• Excerpted data:
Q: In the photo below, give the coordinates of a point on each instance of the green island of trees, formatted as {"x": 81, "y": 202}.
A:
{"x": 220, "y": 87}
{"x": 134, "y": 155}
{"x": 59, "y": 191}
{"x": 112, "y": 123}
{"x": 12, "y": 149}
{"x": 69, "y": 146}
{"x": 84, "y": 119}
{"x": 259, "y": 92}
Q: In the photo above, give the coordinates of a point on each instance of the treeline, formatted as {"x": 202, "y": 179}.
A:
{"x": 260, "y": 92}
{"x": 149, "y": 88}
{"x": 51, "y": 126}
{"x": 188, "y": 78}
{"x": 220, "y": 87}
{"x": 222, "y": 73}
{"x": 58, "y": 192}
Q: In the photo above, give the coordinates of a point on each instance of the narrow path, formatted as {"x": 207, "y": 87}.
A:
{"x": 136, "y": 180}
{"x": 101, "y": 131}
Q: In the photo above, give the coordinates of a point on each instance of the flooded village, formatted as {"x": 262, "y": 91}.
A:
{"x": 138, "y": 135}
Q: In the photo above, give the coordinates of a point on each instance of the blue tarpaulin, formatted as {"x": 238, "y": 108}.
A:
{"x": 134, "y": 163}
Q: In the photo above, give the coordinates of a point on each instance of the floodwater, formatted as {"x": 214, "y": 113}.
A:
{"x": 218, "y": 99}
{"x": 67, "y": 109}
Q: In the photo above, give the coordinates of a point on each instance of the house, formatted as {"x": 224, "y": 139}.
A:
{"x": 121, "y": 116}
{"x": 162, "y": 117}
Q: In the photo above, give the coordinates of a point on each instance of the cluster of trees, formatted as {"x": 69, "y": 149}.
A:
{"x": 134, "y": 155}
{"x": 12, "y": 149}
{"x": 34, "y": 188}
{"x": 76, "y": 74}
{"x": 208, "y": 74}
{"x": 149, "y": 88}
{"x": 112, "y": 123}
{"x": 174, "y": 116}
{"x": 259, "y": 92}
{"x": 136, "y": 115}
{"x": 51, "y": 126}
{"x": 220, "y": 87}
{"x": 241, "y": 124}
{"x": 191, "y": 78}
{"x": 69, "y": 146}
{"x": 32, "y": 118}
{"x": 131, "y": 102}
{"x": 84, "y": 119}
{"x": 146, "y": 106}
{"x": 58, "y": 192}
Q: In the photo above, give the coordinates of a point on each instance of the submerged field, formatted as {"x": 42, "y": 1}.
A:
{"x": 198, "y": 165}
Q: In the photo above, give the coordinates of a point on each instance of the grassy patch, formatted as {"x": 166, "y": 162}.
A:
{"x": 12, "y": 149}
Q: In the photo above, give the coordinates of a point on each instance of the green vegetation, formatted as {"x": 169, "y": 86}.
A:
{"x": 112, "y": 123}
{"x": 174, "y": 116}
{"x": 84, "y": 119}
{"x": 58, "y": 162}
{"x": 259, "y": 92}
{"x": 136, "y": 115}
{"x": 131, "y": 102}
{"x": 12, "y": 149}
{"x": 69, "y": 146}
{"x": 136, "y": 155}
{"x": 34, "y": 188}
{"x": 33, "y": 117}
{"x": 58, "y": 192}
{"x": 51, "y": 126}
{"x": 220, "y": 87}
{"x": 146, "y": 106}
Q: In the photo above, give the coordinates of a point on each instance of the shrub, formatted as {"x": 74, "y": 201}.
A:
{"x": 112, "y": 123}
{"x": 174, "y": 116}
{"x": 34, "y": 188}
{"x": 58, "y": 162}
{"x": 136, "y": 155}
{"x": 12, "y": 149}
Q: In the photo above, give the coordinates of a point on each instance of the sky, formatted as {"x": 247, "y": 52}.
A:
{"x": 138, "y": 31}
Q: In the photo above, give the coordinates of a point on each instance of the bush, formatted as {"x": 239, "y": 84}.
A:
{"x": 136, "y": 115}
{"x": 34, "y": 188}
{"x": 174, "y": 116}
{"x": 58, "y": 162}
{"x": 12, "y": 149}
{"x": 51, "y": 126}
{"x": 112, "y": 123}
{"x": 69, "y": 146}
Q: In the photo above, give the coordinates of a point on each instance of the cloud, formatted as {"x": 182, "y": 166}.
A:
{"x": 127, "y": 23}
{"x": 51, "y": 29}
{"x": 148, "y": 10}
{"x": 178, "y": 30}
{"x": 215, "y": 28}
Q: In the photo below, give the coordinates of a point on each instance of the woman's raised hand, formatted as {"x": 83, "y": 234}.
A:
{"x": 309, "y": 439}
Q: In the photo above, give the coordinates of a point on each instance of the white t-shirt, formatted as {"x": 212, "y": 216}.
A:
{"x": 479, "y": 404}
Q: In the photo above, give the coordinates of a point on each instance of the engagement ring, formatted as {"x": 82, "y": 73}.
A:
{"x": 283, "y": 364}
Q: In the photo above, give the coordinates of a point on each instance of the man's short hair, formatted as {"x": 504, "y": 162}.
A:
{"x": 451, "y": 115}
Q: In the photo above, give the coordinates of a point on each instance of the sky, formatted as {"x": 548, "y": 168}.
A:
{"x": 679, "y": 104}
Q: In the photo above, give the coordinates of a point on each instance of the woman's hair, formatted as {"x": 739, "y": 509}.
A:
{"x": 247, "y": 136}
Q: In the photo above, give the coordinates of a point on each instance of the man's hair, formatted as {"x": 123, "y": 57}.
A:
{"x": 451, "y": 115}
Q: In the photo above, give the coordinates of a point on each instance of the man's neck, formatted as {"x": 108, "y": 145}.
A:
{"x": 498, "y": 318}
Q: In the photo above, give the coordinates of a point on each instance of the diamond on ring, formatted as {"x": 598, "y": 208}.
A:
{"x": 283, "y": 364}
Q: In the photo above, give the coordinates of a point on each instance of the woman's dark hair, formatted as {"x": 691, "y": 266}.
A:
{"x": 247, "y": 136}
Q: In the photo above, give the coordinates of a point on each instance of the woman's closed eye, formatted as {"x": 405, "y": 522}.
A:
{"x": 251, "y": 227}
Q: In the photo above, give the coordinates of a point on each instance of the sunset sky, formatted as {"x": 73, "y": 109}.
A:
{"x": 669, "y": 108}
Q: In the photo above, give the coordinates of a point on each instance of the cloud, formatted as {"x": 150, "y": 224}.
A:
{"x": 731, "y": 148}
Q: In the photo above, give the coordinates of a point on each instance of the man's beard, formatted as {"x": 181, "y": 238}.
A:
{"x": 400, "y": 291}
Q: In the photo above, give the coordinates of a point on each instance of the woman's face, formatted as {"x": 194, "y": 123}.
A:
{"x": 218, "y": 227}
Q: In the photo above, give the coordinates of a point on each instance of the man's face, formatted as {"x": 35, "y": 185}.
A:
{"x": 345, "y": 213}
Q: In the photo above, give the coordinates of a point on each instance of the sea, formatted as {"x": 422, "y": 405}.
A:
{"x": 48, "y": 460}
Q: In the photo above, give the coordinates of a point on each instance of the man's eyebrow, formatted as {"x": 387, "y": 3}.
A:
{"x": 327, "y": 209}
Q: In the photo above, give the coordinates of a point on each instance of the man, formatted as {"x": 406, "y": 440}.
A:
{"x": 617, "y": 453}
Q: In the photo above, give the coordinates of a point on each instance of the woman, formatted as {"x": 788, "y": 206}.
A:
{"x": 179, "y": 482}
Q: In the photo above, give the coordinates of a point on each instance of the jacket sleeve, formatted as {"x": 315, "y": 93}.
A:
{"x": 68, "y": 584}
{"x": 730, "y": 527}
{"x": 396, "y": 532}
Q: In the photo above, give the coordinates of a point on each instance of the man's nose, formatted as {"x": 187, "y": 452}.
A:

• What to do:
Take the entries above and transcribe them exactly.

• Full output:
Q: In the photo below, give the coordinates of a point on each instance of the green island of trees, formatted as {"x": 81, "y": 202}.
A:
{"x": 220, "y": 87}
{"x": 134, "y": 155}
{"x": 59, "y": 191}
{"x": 112, "y": 123}
{"x": 12, "y": 149}
{"x": 69, "y": 146}
{"x": 84, "y": 119}
{"x": 259, "y": 92}
Q: In the photo above, give the coordinates of a point on each instance of the treeline, formatted as {"x": 202, "y": 179}.
A:
{"x": 260, "y": 92}
{"x": 149, "y": 88}
{"x": 51, "y": 126}
{"x": 188, "y": 78}
{"x": 220, "y": 87}
{"x": 222, "y": 73}
{"x": 58, "y": 192}
Q: In the photo above, give the coordinates of a point on each instance of the narrow path, formatted as {"x": 207, "y": 87}.
A:
{"x": 136, "y": 180}
{"x": 101, "y": 131}
Q: In the photo above, give the coordinates of a point on each instance of the flooded village, formatted as {"x": 262, "y": 91}.
A:
{"x": 138, "y": 135}
Q: In the photo above, give the coordinates of a point on each instance of the blue tarpaulin, formatted as {"x": 238, "y": 108}.
A:
{"x": 134, "y": 163}
Q: In the photo above, give the coordinates of a point on each instance of the floodwater, formatted as {"x": 214, "y": 113}.
A:
{"x": 218, "y": 99}
{"x": 67, "y": 109}
Q: In the photo above, give the coordinates of a point on each instance of the house, formatted as {"x": 224, "y": 139}.
A:
{"x": 121, "y": 116}
{"x": 162, "y": 117}
Q: In the photo above, give the coordinates of a point on each instance of the cluster of trees, formatted as {"x": 69, "y": 149}.
A:
{"x": 134, "y": 155}
{"x": 12, "y": 149}
{"x": 34, "y": 188}
{"x": 76, "y": 74}
{"x": 208, "y": 74}
{"x": 149, "y": 88}
{"x": 112, "y": 123}
{"x": 174, "y": 116}
{"x": 259, "y": 92}
{"x": 136, "y": 115}
{"x": 51, "y": 126}
{"x": 220, "y": 87}
{"x": 241, "y": 124}
{"x": 191, "y": 78}
{"x": 69, "y": 146}
{"x": 32, "y": 118}
{"x": 131, "y": 102}
{"x": 84, "y": 119}
{"x": 146, "y": 106}
{"x": 58, "y": 192}
Q: In the photo above, give the coordinates of a point on each instance of the submerged field, formatted as {"x": 42, "y": 1}.
A:
{"x": 198, "y": 165}
Q: In the photo above, give the coordinates of a point on each instance of the grassy patch, formatted as {"x": 166, "y": 162}.
A:
{"x": 12, "y": 149}
Q: In the photo above, give the coordinates of a point on each instance of the green vegetation, formatted as {"x": 169, "y": 86}.
A:
{"x": 112, "y": 123}
{"x": 174, "y": 116}
{"x": 84, "y": 119}
{"x": 58, "y": 162}
{"x": 259, "y": 92}
{"x": 136, "y": 115}
{"x": 131, "y": 102}
{"x": 12, "y": 149}
{"x": 69, "y": 146}
{"x": 136, "y": 155}
{"x": 34, "y": 188}
{"x": 33, "y": 117}
{"x": 58, "y": 192}
{"x": 51, "y": 126}
{"x": 220, "y": 87}
{"x": 146, "y": 106}
Q: In the photo above, give the coordinates of a point on each instance of the shrub, formatted as {"x": 74, "y": 201}.
A:
{"x": 112, "y": 123}
{"x": 174, "y": 116}
{"x": 34, "y": 188}
{"x": 58, "y": 162}
{"x": 136, "y": 155}
{"x": 12, "y": 149}
Q: In the photo above, give the coordinates of a point on each instance of the sky, formatted as {"x": 247, "y": 52}.
A:
{"x": 138, "y": 31}
Q: In the photo above, give the coordinates of a point on each instance of the bush, formatted as {"x": 239, "y": 84}.
A:
{"x": 136, "y": 115}
{"x": 34, "y": 188}
{"x": 174, "y": 116}
{"x": 58, "y": 162}
{"x": 12, "y": 149}
{"x": 51, "y": 126}
{"x": 112, "y": 123}
{"x": 69, "y": 146}
Q: In the photo above, give the coordinates of a point on each instance of the cloud, formatted as {"x": 182, "y": 166}.
A:
{"x": 127, "y": 23}
{"x": 51, "y": 29}
{"x": 148, "y": 10}
{"x": 178, "y": 30}
{"x": 215, "y": 28}
Q: In the photo below, give the coordinates of a point on each instance of the woman's raised hand, formatted as {"x": 83, "y": 234}.
A:
{"x": 309, "y": 439}
Q: In the photo above, give the coordinates of a point on each instance of the white t-shirt, formatted as {"x": 212, "y": 216}.
A:
{"x": 479, "y": 404}
Q: In the photo above, give the coordinates of a point on each instance of the engagement ring, formatted as {"x": 82, "y": 73}.
A:
{"x": 283, "y": 364}
Q: In the photo above, give the coordinates of a point on each instance of the man's short hair, formatted as {"x": 504, "y": 162}.
A:
{"x": 451, "y": 115}
Q: In the photo above, give the coordinates of a point on each instance of the sky, formatted as {"x": 548, "y": 168}.
A:
{"x": 679, "y": 104}
Q: In the photo above, give the coordinates of a point on each instance of the woman's hair, formatted as {"x": 739, "y": 509}.
A:
{"x": 247, "y": 136}
Q: In the photo above, give the coordinates of a point on each instance of the man's hair, formatted as {"x": 123, "y": 57}.
A:
{"x": 451, "y": 115}
Q: In the photo above, give the coordinates of a point on each instance of the man's neck, formatted as {"x": 108, "y": 145}.
A:
{"x": 498, "y": 318}
Q: In the photo above, give the coordinates of a point on each instance of the diamond on ring, formatted as {"x": 598, "y": 208}.
A:
{"x": 283, "y": 364}
Q: In the photo above, give the coordinates of a point on each instance of the woman's dark hair, formatted as {"x": 691, "y": 266}.
A:
{"x": 247, "y": 136}
Q: In the photo above, give the coordinates of a point on each instance of the woman's closed eye, formatted as {"x": 405, "y": 522}.
A:
{"x": 251, "y": 227}
Q: In the photo above, give the coordinates of a point on each instance of the sunset sky, formatted as {"x": 73, "y": 109}.
A:
{"x": 669, "y": 108}
Q: In the photo above, give the coordinates of a point on each instance of the cloud, formatted as {"x": 150, "y": 224}.
A:
{"x": 731, "y": 148}
Q: In the photo above, give the coordinates of a point on each instance of the man's beard, formatted as {"x": 181, "y": 238}.
A:
{"x": 400, "y": 291}
Q: In the photo above, give the coordinates of a point on each instance of the woman's face, formatted as {"x": 194, "y": 123}.
A:
{"x": 218, "y": 227}
Q: In the photo above, give the coordinates of a point on each instance of the man's face, formatted as {"x": 35, "y": 185}.
A:
{"x": 345, "y": 213}
Q: In the photo above, give the coordinates of a point on each instance of the sea, formatted as {"x": 422, "y": 405}.
A:
{"x": 48, "y": 460}
Q: In the photo above, give the coordinates of a point on each instance of the man's eyebrow, formatted as {"x": 387, "y": 3}.
A:
{"x": 327, "y": 209}
Q: In the photo above, give the coordinates of a point on each instance of the man, formatted as {"x": 406, "y": 440}.
A:
{"x": 617, "y": 453}
Q: In the photo above, give the coordinates of a point on each instance of the woman, formatted as {"x": 788, "y": 206}.
A:
{"x": 179, "y": 482}
Q: In the photo above, give the coordinates of a point on each instance of the jacket sleeve, formatted as {"x": 315, "y": 93}.
A:
{"x": 68, "y": 584}
{"x": 730, "y": 527}
{"x": 396, "y": 532}
Q: In the photo above, give the coordinates of a point on each instance of the man's nose, formatted as {"x": 187, "y": 452}.
A:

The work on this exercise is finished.